> [Excerpt provided]:

* * *

17 Comments
May 18, 2022·edited May 18, 2022

I am a tech employee and went from convincing my wife to vote for Sanders and not Clinton in the then-primary and then, after becoming more engaged politically in 2018-20, gradually drifted back to being much more anti-government (the last time I was anti-government was in Russia). I think I have a tentative explanation.

Most tech employees are VERY apolitical and (I hate the word but...) privileged. I've never talked politics with my coworkers, even those I was on hang-out-on-weekends/invite-to-wedding terms. Literally never remember an occasion. Tech employees are busy with tech, work, overwork, families, hobbies, etc. This is helped by the fact that we live in nice areas and have a ~lot of money, so we see few bad effects of govt policies and don't notice minor economic effects at all. E.g. $3 gas and $5 gas makes no real difference to me, I feel like the only reason I even notice now is that... I'm more engaged politically, so it's symbolic of something.

So... the only time I'd see a bad thing in 2015 is if someone pointed it out to me. Sanders would point out homelessness, student debt, whatever, and say wouldn't it be nice if we were nice to these nice people and gave them money? Sounds nice! Also I saw homeless people in cities and I can easily empathize with a college-goer. Republicans would rant about abortion, for heaven's sake, or border wall. Sounds like being mean to people, and also being anti-science (we love science), and also tech companies are full of immigrants. And even if we grant that some of these could be real problems (let's say immigrants were actually taking low-skilled jobs), they never affect me-the-techie in any obvious way.

* * *

> [Entries supplied]:

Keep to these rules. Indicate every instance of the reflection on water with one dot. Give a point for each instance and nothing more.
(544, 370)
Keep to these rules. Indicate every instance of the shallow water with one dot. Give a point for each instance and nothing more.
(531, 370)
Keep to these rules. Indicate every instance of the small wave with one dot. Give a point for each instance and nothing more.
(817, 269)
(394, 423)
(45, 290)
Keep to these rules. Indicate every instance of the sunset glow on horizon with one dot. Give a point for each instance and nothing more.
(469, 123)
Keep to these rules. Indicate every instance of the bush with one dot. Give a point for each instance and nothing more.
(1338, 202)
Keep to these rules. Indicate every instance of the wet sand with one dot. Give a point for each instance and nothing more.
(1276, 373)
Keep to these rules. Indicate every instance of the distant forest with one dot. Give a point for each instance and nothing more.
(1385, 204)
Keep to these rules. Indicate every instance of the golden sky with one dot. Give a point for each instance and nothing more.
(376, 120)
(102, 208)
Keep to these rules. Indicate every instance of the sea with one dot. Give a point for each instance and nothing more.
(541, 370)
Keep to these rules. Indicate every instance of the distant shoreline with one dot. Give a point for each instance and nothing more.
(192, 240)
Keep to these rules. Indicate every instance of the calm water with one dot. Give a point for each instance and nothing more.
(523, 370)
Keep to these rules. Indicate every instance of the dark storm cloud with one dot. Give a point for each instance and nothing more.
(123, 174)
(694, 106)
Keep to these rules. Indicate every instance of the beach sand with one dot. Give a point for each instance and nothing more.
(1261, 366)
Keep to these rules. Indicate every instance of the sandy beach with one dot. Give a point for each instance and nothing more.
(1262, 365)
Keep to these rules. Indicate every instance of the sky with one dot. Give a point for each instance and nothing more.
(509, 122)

* * *

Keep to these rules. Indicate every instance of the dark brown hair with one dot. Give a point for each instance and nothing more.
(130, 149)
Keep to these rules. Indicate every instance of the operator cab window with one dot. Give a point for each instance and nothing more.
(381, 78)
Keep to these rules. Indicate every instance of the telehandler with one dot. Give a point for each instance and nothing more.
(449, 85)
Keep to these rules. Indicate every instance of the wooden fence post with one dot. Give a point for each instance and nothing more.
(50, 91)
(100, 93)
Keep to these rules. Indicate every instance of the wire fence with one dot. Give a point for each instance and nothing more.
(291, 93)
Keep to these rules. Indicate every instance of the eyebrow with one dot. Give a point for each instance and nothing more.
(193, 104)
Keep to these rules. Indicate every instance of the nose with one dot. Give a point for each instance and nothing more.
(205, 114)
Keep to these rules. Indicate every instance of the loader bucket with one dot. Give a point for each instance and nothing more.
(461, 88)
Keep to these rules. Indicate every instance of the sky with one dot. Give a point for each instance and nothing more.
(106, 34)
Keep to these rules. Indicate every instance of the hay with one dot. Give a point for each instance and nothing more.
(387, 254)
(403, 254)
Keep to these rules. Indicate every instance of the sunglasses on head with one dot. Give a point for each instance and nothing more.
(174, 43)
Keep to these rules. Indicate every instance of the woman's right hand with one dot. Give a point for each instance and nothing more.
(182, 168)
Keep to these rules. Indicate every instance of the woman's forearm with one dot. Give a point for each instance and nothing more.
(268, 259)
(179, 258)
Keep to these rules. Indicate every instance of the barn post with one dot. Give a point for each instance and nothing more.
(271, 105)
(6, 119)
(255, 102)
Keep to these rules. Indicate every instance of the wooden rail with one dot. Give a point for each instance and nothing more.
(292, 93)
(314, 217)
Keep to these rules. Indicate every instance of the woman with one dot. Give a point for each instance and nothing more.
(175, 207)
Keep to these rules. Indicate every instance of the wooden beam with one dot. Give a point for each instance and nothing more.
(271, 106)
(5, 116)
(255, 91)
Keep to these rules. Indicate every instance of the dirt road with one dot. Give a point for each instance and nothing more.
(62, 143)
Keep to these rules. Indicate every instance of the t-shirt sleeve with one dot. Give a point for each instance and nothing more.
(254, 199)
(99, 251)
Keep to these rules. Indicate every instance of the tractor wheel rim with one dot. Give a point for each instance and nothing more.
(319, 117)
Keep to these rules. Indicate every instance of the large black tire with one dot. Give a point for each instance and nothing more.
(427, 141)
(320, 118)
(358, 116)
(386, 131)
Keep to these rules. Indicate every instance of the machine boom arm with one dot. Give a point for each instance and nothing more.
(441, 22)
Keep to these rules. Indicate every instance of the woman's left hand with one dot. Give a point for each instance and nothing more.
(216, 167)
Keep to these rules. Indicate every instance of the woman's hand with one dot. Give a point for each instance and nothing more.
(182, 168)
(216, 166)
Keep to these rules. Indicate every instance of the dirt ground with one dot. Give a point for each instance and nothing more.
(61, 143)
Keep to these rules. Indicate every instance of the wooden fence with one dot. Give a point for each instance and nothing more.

* * *

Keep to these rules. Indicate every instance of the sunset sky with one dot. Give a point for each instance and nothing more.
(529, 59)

* * *

> [What to work on]:
1 - Return the passage of the comment starting at "So... the only" and ending at "any obvious way.", copied word for word.
2 - For each statement, answer yes or no according to the comment and quote the words of the comment that decide it. (a) The writer has talked politics with coworkers at least once. (b) The writer says the difference between $3 gas and $5 gas matters little to them. (c) The writer was last anti-government while in Russia.

> [Responses to the tasks]:
1 -
So... the only time I'd see a bad thing in 2015 is if someone pointed it out to me. Sanders would point out homelessness, student debt, whatever, and say wouldn't it be nice if we were nice to these nice people and gave them money? Sounds nice! Also I saw homeless people in cities and I can easily empathize with a college-goer. Republicans would rant about abortion, for heaven's sake, or border wall. Sounds like being mean to people, and also being anti-science (we love science), and also tech companies are full of immigrants. And even if we grant that some of these could be real problems (let's say immigrants were actually taking low-skilled jobs), they never affect me-the-techie in any obvious way.

2 -
(a) No: "I've never talked politics with my coworkers"
(b) Yes: "$3 gas and $5 gas makes no real difference to me"
(c) Yes: "the last time I was anti-government was in Russia"